### The input
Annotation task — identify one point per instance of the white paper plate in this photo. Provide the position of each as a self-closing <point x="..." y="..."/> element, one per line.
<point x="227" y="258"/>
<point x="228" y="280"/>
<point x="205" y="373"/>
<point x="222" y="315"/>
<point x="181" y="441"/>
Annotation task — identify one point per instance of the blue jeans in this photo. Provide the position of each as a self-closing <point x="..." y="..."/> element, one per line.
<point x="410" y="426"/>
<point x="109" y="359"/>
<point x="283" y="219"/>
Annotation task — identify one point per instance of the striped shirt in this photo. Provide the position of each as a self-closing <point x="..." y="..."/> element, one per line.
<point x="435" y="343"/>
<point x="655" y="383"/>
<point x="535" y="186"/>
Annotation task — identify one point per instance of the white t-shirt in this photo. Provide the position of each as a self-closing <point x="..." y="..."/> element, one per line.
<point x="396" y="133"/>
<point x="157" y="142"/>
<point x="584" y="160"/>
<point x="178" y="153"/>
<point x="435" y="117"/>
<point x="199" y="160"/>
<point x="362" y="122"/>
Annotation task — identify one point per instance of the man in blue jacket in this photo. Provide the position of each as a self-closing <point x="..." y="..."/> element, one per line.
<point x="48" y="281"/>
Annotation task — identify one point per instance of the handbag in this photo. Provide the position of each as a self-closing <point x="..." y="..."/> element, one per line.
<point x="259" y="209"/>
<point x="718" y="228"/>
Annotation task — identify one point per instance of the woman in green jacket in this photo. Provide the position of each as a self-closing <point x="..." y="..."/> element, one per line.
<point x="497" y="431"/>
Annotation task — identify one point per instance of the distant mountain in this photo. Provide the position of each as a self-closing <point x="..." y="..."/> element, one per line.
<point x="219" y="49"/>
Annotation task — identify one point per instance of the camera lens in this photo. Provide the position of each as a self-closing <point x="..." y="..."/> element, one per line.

### Aim of the task
Rename "Annotation task" to "Labeling task" everywhere it occurs in the data above, and write out all of the data again with nothing else changed.

### Complete response
Labeling task — identify one point per instance of the white paper plate in this photo. Provide the position of each as a self-closing <point x="..." y="..."/> element, one per line.
<point x="227" y="258"/>
<point x="228" y="280"/>
<point x="205" y="373"/>
<point x="222" y="315"/>
<point x="181" y="441"/>
Labeling task — identify one point per instance of the blue jeans in this photo. Provide the position of each as a self-closing <point x="..." y="..."/> element, one per line.
<point x="410" y="426"/>
<point x="109" y="359"/>
<point x="283" y="219"/>
Labeling task — identify one point per instance of the striped shirt in this photo. Provide the position of each as a self-closing <point x="..." y="..."/> element, one per line.
<point x="435" y="343"/>
<point x="655" y="383"/>
<point x="535" y="186"/>
Labeling task — identify one point per instance of the white t-shirt in this photo. Provide the position of each as a self-closing <point x="..." y="..."/> element, one per line.
<point x="396" y="133"/>
<point x="157" y="142"/>
<point x="584" y="160"/>
<point x="178" y="153"/>
<point x="435" y="117"/>
<point x="199" y="160"/>
<point x="362" y="122"/>
Labeling task — identify one point per instance of the man in blue jacket in this photo. Provide the position of each as a self-closing <point x="..." y="..."/> element, one per line.
<point x="48" y="281"/>
Labeling task — identify one point per instance of the handbag in this photo. Provide the position of each as a self-closing <point x="..." y="..."/> element, one per line.
<point x="259" y="209"/>
<point x="718" y="228"/>
Labeling task — identify one point per instance of the woman in green jacket in this photo. Provide the position of each as a self-closing <point x="..." y="..."/> element, one per line.
<point x="497" y="431"/>
Labeling task — identify one point per instance of the distant mountain in this photo. Provide the position of each as a self-closing <point x="..." y="..."/> element, one per line.
<point x="219" y="49"/>
Labeling task — identify one point per instance of the camera lens in this photo. Provide the position of each as a self-closing <point x="..." y="..."/> element, one per line.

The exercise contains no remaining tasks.